What the task asks:
Give the listing below as a two-column CSV with the headers input and output and one row per block. Put the block's text in input and its answer in output, each as one quoted field with line breaks replaced by spaces.

Provided data:
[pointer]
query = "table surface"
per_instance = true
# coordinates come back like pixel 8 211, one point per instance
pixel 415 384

Solution to the problem:
input,output
"[pointer] query = ""table surface"" per_instance = true # coordinates come back like pixel 8 211, one point per instance","pixel 415 384"